Into Africa: Nairobi

DC and I were on a very special holiday (I shall leave you to decide what we had to celebrate). We decided to forgo our usual dive trip and go for a safari. Our first stop was Nairobi, Kenya and I was excited to be in Africa for the first time. On strong recommendation from good friends, we stayed at the Fairview Hotel. It was a charming garden hotel on sprawling grounds.


There was a swimming pool on the new wing, but it was too cold to go swimming. Nairobi being high up on a plateau had a big change in temperature from day to night. In the hottest noon, it hit the high 20s (and I count in Celcius). At night, it could drop to the low 10s. There’s no need for airconditioning here, especially since the weather is rather dry. Even the hottest early afternoon was quite comfortable for us lowland equatorial dwellers that we were in long sleeves most of the time. There was no way we’d go swimming in this weather that was cold for us!


The hotel also had little apartments, presumably for long-stay guests…


… and bizarre bronze sculptures of strange mammals. Nonetheless, the garden setting was a lovely rustic difference from the polished 5-star hotels in Asia. If you’re ever in Nairobi, be sure to book ahead as it fills up really quickly. We very much enjoyed the satisfying breakfast buffet, so do make an effort to wake up for that before heading out to safari.


Before heading out into the wild, we spent a day in Nairobi acclimatising and sightseeing. We went to see the Karen Blixen museum in the suburb of Nairobi named after her. Karen Blixen was a famous Danish author who wrote books such as “Out of Africa” under the pen name Isak Dinesen. I hadn’t a clue who she was and had only vaguely heard of “Out of Africa”. As I walked down the driveway to her house, DC was very excited that we were at Karen Blixen’s house. I, however, was oblivious and was more taken with the pretty flowers on the way!


And here I am outside her house. It’s a beautiful manor surrounded by old trees and plenty of greenery. No wonder she thought it’d be a good place for a coffee plantation when she moved here.

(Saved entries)
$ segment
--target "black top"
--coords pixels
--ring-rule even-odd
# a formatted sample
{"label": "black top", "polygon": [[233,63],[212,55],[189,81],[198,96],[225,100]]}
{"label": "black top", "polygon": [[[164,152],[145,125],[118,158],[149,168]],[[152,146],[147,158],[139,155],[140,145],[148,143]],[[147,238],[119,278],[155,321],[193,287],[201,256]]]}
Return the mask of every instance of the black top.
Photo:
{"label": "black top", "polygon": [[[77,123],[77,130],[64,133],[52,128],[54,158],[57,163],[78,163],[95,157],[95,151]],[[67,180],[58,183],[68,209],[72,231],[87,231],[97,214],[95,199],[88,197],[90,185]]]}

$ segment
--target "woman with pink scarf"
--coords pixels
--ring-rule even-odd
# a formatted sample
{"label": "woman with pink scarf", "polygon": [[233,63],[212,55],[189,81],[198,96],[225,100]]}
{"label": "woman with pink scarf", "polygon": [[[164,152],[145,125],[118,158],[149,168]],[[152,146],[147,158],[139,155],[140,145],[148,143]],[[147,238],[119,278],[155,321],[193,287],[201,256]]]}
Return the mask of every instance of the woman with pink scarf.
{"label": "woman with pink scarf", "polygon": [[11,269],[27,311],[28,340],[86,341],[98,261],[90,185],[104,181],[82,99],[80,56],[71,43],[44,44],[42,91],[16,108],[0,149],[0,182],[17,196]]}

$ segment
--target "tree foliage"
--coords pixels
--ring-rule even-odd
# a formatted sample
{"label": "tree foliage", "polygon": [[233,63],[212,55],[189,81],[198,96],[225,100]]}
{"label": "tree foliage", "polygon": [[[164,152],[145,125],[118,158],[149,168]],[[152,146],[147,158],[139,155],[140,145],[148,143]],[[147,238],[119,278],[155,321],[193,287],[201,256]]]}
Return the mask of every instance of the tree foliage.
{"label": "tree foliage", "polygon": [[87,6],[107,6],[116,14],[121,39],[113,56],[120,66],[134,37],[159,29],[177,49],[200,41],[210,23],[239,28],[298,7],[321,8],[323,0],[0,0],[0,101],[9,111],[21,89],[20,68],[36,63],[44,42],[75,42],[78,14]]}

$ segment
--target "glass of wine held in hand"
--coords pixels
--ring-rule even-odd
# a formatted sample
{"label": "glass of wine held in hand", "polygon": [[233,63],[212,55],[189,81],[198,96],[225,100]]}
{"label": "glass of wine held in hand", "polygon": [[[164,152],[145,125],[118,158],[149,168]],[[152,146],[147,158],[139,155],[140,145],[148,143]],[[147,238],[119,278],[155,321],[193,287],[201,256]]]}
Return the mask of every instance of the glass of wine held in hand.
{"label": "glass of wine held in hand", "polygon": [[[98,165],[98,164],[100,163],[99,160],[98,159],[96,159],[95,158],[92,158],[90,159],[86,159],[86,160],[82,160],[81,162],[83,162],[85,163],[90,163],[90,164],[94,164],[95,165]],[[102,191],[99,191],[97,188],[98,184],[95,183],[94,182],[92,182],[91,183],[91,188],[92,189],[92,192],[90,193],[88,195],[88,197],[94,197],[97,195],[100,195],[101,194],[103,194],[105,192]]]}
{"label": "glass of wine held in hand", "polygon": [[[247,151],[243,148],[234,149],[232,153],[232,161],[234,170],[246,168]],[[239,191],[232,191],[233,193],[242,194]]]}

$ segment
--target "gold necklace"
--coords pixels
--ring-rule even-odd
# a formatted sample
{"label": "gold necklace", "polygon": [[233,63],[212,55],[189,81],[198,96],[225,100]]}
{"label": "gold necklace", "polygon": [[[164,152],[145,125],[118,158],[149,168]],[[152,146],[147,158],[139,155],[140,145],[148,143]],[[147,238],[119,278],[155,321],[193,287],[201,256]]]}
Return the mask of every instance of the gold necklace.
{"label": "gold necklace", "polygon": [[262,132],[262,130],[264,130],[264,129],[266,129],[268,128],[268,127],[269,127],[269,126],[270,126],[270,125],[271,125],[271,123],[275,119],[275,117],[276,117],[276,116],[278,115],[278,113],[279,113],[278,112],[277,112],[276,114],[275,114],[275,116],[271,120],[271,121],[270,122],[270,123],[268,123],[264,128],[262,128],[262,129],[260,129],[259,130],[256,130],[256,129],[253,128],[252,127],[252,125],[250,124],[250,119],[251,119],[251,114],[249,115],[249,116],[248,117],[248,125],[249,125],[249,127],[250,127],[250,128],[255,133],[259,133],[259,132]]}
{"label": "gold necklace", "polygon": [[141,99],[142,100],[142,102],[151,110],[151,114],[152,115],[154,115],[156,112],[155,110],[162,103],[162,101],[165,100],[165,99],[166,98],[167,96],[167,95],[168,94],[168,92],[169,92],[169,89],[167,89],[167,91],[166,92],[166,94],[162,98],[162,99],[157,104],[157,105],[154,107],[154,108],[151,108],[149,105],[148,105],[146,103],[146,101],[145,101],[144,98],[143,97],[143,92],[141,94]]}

Challenges>
1. From the travel post about Nairobi, list every city, country or continent that the text names.
2. Write out each line of the records in which the string "instance" appears.

Answer set>
1. Nairobi, Kenya, Africa, Asia

2.
Return the mask of every instance of the black top.
Return the mask of every instance of the woman with pink scarf.
Return the mask of every instance of the tree foliage.
Return the mask of every instance of the glass of wine held in hand.
Return the mask of every instance of the gold necklace.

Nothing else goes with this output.